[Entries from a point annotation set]
• • • • •

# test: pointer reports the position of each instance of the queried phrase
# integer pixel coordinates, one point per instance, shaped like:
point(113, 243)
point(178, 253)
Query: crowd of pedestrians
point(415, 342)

• • • • •

GIVEN TASK
Copy out every line of the material above word for word, without changing anything.

RESULT
# test: pointer reports the position of each instance of the queried phrase
# integer pixel coordinates, one point per instance, shaped like:
point(113, 243)
point(178, 253)
Query: crowd of pedestrians
point(415, 342)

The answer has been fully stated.